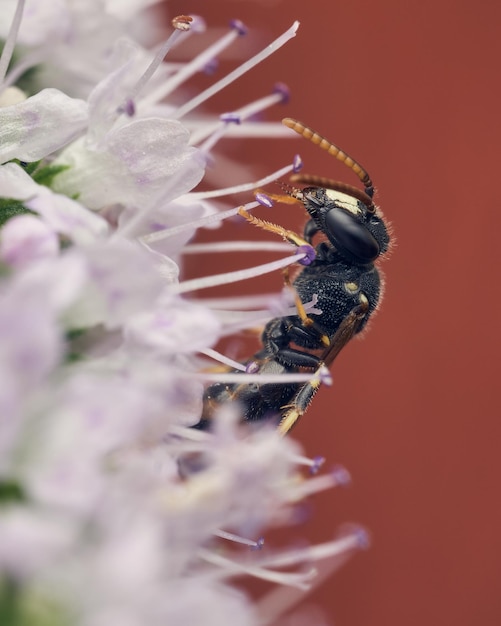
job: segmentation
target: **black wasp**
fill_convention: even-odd
[[[283,123],[347,165],[364,185],[362,191],[328,178],[294,175],[294,185],[306,186],[294,186],[287,195],[271,197],[279,202],[299,203],[306,209],[309,220],[302,237],[241,211],[249,222],[296,246],[311,245],[317,234],[326,238],[316,245],[315,258],[292,281],[297,315],[269,321],[261,335],[261,350],[247,363],[249,369],[261,374],[320,373],[364,328],[376,309],[381,278],[374,262],[387,252],[390,237],[372,200],[372,181],[361,165],[301,122],[286,118]],[[312,319],[303,303],[314,297],[322,313]],[[320,384],[320,376],[306,383],[213,384],[205,391],[202,417],[195,428],[209,428],[217,407],[236,401],[244,420],[273,420],[285,434],[305,413]]]

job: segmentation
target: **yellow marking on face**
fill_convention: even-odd
[[[358,200],[353,196],[337,191],[335,189],[326,189],[325,195],[343,209],[349,211],[352,215],[360,215],[360,209],[358,208]]]
[[[344,283],[344,288],[350,293],[357,293],[358,291],[357,283]]]

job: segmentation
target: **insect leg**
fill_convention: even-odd
[[[331,340],[330,346],[324,352],[320,365],[317,369],[317,377],[301,386],[291,403],[285,407],[285,413],[278,425],[278,432],[286,435],[296,422],[302,417],[311,404],[315,394],[321,385],[321,369],[329,367],[341,352],[344,346],[356,334],[361,322],[369,311],[369,301],[365,295],[361,295],[360,304],[358,304],[341,322],[335,335]]]
[[[288,197],[288,196],[286,196]],[[300,235],[295,233],[293,230],[287,230],[283,228],[283,226],[278,226],[278,224],[272,224],[272,222],[267,222],[266,220],[259,219],[258,217],[254,217],[248,211],[246,211],[243,207],[238,210],[239,215],[245,217],[245,219],[252,224],[253,226],[257,226],[258,228],[262,228],[270,233],[275,233],[275,235],[279,235],[285,241],[294,244],[295,246],[310,246],[310,244],[303,239]]]

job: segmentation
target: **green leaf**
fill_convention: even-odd
[[[39,185],[50,187],[54,182],[54,178],[69,168],[69,165],[45,165],[44,167],[36,170],[32,174],[32,178]]]
[[[11,504],[12,502],[19,503],[25,501],[26,494],[18,482],[5,478],[0,480],[0,506]]]
[[[27,209],[20,200],[0,198],[0,227],[16,215],[36,215],[36,213]]]

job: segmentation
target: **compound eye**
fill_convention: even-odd
[[[379,244],[367,228],[343,209],[331,209],[325,216],[327,236],[342,253],[347,252],[361,263],[379,256]]]

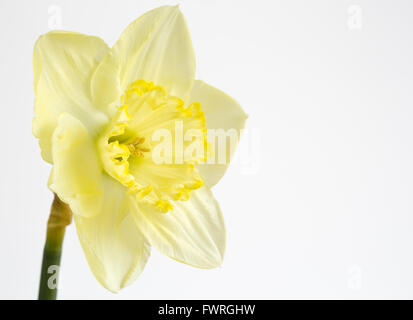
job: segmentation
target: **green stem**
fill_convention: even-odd
[[[60,257],[66,226],[72,222],[72,211],[55,194],[47,222],[46,243],[40,275],[39,300],[56,300]]]

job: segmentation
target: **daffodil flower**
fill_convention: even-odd
[[[96,279],[113,292],[129,285],[151,246],[195,267],[221,265],[225,227],[210,187],[229,159],[154,160],[159,130],[176,134],[179,123],[183,135],[201,132],[191,143],[204,143],[207,130],[239,131],[246,119],[235,100],[194,80],[179,8],[145,13],[112,48],[98,37],[49,32],[35,44],[33,65],[33,133],[53,165],[48,185],[70,206]]]

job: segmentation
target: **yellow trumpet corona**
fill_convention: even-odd
[[[231,97],[194,79],[179,8],[145,13],[112,48],[80,33],[42,35],[33,72],[33,134],[53,165],[49,188],[70,206],[97,280],[113,292],[129,285],[151,246],[195,267],[219,266],[225,227],[210,187],[229,159],[205,164],[182,150],[205,145],[209,129],[241,130],[246,115]],[[165,130],[183,143],[173,141],[180,152],[159,163]]]

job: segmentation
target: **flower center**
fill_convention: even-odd
[[[103,168],[142,201],[161,212],[172,210],[171,200],[188,200],[191,191],[202,186],[194,164],[204,157],[188,152],[182,159],[173,153],[170,162],[159,163],[157,151],[160,143],[165,145],[166,154],[171,153],[167,150],[189,149],[194,144],[203,148],[206,127],[201,106],[193,103],[185,108],[181,99],[144,80],[132,83],[121,101],[99,138]],[[169,139],[178,136],[177,128],[182,130],[182,140],[188,132],[197,130],[199,134],[192,134],[190,141]]]

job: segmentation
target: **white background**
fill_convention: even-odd
[[[36,298],[52,200],[31,133],[36,38],[56,27],[58,8],[62,29],[113,45],[139,15],[175,3],[197,77],[235,97],[259,135],[243,139],[249,160],[214,188],[224,264],[199,270],[153,250],[114,295],[92,276],[72,225],[60,298],[413,298],[408,0],[0,0],[0,298]]]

------

What to produce: Find each line in the listing above that contains the word "target" and copy those lines.

Expected answer:
target: **black wasp**
target: **yellow marking on face**
target: **insect leg**
target: **green leaf**
target: **compound eye**
target: **green stem**
target: **daffodil flower**
target: **yellow trumpet corona**
target: **flower center**
target: **white background**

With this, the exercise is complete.